Data supplied =
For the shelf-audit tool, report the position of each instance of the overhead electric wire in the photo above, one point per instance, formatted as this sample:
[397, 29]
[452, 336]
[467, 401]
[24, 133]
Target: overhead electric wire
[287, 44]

Aim = Copy out the listing above line for line, keeping every character as it is.

Response for this exercise =
For the shelf-audit tool, report the position of each instance of the overhead electric wire in the photo above, one point per instance, formatted as this sample:
[397, 29]
[452, 336]
[467, 401]
[24, 133]
Target: overhead electric wire
[287, 44]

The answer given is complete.